╭─ TEXT PROVIDED

ClearMaas speaks Kling natively for video generation. You submit a task,
poll the task ID for its status, and pick up the rendered MP4 once the
upstream finishes (typically 30 - 90 seconds).
This async submit-then-poll pattern is unique to video. Chat / images / TTS
all use synchronous request-response; Kling video does not.
Models
All models support text-to-video and image-to-video. Advanced features
vary:
| Model | Multi-source ref | 4K | Native audio | Multi-shot |
|---|
kling/kling-v2-master | | | | |
kling/kling-v2-1-master | | | | |
kling/kling-v2-5-turbo | | | | |
kling/kling-v2-6 | | | Pro mode | |
kling/kling-v3 | | Yes | Yes | Yes |
kling/kling-video-o1 | Yes (limited) | | | |
kling/kling-v3-omni | Yes (full) | Yes | Yes | Yes |
Multi-source reference = the image_list / video_list metadata
fields. Routes to Kling’s Omni-Video upstream endpoint when present.

╰─
╭─ EXTRACTED RECORDS

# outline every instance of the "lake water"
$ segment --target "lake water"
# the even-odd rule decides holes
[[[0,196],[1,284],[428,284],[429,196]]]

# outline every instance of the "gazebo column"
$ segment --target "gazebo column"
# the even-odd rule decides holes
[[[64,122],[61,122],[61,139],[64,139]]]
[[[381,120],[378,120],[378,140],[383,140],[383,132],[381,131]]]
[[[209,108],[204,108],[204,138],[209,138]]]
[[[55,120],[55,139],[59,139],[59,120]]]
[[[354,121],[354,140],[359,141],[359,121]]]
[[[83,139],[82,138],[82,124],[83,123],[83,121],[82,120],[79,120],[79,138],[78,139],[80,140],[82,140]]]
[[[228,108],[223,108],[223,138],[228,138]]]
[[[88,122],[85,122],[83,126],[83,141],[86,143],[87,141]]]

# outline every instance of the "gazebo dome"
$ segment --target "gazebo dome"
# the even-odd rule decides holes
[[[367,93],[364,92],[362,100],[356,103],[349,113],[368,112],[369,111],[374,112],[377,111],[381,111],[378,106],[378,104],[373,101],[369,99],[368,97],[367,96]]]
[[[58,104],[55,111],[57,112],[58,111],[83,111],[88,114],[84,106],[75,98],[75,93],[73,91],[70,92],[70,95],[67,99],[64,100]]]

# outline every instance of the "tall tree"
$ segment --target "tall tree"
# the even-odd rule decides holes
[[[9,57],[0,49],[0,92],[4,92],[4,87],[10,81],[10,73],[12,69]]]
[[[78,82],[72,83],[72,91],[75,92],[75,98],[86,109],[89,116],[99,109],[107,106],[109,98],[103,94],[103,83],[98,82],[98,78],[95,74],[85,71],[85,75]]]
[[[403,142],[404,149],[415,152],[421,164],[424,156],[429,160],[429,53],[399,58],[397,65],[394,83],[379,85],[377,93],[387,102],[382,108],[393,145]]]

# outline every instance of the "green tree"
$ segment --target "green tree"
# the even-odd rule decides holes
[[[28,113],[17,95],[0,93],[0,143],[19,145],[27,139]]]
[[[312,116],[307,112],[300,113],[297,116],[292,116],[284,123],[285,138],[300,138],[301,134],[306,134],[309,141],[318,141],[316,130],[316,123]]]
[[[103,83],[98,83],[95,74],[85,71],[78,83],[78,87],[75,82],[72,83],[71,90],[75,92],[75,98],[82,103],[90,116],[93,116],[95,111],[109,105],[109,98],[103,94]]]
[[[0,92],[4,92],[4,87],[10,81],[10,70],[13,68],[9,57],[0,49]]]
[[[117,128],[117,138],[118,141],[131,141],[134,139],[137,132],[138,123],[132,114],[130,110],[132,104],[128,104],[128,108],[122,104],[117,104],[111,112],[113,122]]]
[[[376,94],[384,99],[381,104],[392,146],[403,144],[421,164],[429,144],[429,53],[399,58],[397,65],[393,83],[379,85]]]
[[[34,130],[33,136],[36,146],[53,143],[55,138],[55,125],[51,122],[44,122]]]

╰─

### TASK 1
Decide whether each statement below agrees with the text on Kling video generation above, and answer yes or no for each, quoting the words of the text that settle it.
(a) Chat requests use synchronous request-response.
(b) A rendered video typically takes several minutes to finish upstream.
(c) Only some of the listed models support image-to-video.
### TASK 2
Write the next part of the text on Kling video generation above, picking up after its final sentence.

### EXERCISE RESULT 1
(a) Yes: "Chat / images / TTS all use synchronous request-response"
(b) No: "typically 30 - 90 seconds"
(c) No: "All models support text-to-video and image-to-video."

### EXERCISE RESULT 2
kling/kling-video-o1 is a constrained subset (5s/10s only, no multi-shot,
no audio); pick kling/kling-v3-omni for the full Omni surface.
Native audio = Kling auto-generates a soundtrack matching the video.
Bills extra upstream. Toggle via metadata.sound: "on".
The submit endpoint is the same for all models —
POST /v1/video/generations. What changes is which metadata fields
the upstream honors per the table above.
Submit a task
Send a POST to /v1/video/generations with model, prompt, and any
upstream-specific parameters under metadata:
curl https://api.clearmaas.com/v1/video/generations \
-H "Authorization: Bearer sk-clearmaas-..." \
-H "Content-Type: application/json" \
-d '{
"model": "kling/kling-v3-omni",
"prompt": "cat playing piano in a sunny room",
"metadata": {
"mode": "std",
"aspect_ratio": "16:9",
"duration": "5"
}
}'
Response carries the task ID:
{
"id": "task_9q9oz6tjtgABYWC1QIqoz3sscgVz7ycw",
"task_id": "task_9q9oz6tjtgABYWC1QIqoz3sscgVz7ycw",
"object": "video",
"model": "kling/kling-v3-omni",
"status": "queued",
"progress": 0,
"created_at": 1777975188
}
POST returns lowercase status: "queued". GET returns a wrapped
envelope with uppercase status (SUBMITTED / IN_PROGRESS / SUCCESS /
FAILURE) — see Poll for results below.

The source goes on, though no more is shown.